Stated exercise A
Summarize the text about world-schooling in two sentences.

Text block
:::

I took them out of mainstream education because they weren't offering any languages at the local schools, and I world-schooled them for six years. It was a full commitment to saying that the world is their best classroom. And I know that I, as world-schoolers, we have that in common, don't we? That learning happens everywhere.
That keeping their Spanish alive was worth building our whole educational approach around it, and that's what we did. So, we traveled through Spain, we backpacked, we went back to Argentina, we learned through living. Of the different subjects that we did, I made sure that we were doing them bilingually. We wove Spanish into every single day so it wasn't as a lesson, it was more of a lifestyle, and that's the advantage I think as home educators, homeschoolers, world-schoolers we have.
When we're not in the conventional schooling system, we can bring the language into everything. It worked for us. My daughters are now 15 and 17 and they're multilingual. They're fluent in Spanish, fluent in Welsh. We now live in Wales, in North Wales. They're fluent. My youngest daughter is sitting her exams at the moment in Welsh. They speak French and of course they have English. And it's not because they sat at a desk drilling the verb conjugations like as we were talking about earlier. It's because language was always for them in context. So, it was more natural, it was alive, it was connected to something that they were interested in, something that was real and meaningful for them.
And like I said, that whole experience is the entire foundation of Adventures in Spanish. So, everything that I teach today through Adventures in Spanish, every course I design, every immersion trip that we run, it all comes from having lived the language like I lived it with my children and my own experiences in South America. Because I know in my bones what it takes to raise a bilingual child and I know what it feels like when it actually works. When families come to me and say we want our children to speak Spanish, I understand exactly what they mean and I know exactly how to help them get there because I've done it twice.
Suzy
And you've seen Spanish in a lot of different dialects. Do you find that once you have a strong enough base in Spanish, those dialects and local variations are not as intimidating as when you're still in the learning phase?

:::

Data to use
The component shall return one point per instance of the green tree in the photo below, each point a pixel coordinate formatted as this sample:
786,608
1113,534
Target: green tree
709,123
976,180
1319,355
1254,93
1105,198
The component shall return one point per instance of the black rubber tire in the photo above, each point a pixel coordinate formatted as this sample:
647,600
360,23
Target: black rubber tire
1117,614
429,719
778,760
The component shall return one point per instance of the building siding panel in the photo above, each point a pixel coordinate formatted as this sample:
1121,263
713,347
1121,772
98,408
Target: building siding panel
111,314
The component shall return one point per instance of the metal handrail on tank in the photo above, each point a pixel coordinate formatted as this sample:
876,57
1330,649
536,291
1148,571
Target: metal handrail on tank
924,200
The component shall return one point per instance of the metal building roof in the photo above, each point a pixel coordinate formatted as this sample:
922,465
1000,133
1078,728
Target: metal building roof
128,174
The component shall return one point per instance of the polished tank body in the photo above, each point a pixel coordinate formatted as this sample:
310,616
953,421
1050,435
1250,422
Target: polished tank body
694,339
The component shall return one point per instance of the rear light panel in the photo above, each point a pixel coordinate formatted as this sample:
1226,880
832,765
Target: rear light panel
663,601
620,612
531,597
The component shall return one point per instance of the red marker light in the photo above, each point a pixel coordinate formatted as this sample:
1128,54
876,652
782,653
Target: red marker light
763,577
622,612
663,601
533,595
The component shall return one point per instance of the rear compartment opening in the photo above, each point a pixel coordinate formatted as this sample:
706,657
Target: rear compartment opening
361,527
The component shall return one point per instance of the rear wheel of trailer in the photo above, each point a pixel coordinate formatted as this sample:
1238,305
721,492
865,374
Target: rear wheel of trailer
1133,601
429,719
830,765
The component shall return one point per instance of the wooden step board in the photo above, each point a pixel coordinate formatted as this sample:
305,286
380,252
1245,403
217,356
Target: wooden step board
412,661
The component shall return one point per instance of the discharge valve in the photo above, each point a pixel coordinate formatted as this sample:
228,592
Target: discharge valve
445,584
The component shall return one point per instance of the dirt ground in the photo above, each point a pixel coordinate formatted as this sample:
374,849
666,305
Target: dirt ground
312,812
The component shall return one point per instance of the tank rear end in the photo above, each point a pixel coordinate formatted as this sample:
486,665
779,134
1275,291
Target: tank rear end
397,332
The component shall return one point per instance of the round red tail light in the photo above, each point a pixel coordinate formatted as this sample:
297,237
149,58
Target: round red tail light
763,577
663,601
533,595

:::

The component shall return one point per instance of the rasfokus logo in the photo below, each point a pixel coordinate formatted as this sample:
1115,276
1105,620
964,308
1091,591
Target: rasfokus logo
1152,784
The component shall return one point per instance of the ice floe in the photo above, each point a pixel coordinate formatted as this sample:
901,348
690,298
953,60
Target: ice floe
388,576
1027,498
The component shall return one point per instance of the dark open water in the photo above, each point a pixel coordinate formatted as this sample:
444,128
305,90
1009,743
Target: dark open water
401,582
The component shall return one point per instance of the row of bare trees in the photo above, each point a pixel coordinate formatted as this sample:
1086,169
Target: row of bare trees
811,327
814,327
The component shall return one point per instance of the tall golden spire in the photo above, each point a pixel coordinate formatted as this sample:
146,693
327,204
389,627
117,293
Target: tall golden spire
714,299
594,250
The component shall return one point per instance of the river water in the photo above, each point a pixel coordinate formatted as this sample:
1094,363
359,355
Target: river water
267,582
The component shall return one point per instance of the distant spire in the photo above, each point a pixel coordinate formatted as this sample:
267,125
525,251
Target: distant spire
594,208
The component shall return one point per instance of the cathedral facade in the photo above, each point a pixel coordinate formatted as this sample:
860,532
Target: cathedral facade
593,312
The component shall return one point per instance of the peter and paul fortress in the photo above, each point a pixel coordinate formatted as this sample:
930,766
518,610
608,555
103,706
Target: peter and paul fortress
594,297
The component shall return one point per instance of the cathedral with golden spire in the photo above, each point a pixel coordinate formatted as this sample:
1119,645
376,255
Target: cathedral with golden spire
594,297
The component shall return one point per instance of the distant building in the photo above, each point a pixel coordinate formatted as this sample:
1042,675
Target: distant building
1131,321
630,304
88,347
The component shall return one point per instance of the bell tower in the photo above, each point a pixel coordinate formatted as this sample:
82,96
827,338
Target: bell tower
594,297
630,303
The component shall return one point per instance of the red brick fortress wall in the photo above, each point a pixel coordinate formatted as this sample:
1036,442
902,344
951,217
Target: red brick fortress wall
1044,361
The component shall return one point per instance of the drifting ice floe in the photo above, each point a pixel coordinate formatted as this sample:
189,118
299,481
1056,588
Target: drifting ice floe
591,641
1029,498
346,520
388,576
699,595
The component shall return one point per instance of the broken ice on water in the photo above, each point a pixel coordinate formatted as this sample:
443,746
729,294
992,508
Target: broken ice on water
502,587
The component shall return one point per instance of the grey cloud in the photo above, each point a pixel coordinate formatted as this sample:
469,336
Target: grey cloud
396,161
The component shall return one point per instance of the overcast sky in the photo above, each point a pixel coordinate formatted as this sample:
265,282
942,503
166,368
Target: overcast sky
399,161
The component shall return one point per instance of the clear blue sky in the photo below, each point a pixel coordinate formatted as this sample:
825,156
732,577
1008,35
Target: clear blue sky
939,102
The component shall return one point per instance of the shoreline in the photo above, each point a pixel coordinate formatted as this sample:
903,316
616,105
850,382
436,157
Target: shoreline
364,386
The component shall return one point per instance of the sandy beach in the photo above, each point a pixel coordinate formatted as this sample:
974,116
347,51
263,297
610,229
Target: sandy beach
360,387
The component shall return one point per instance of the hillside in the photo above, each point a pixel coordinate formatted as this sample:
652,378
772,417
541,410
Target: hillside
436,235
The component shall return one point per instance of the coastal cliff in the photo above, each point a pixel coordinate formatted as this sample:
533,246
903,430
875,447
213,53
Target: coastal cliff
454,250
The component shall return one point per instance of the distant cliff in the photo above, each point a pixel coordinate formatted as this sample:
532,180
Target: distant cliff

:::

Stated exercise B
Gather every line of the records that contains the word "bell".

Written response A
The speaker took their children out of mainstream education and world-schooled them for six years, weaving Spanish into every day through travel in Spain and Argentina so that it was a lifestyle rather than a lesson. The daughters, now 15 and 17, are fluent in Spanish and Welsh and also speak French and English, and this experience is the foundation of everything the speaker teaches through Adventures in Spanish.

Written response B
The component shall return one point per instance of the bell tower in the photo above, each point a pixel coordinate formatted as this sample:
Target: bell tower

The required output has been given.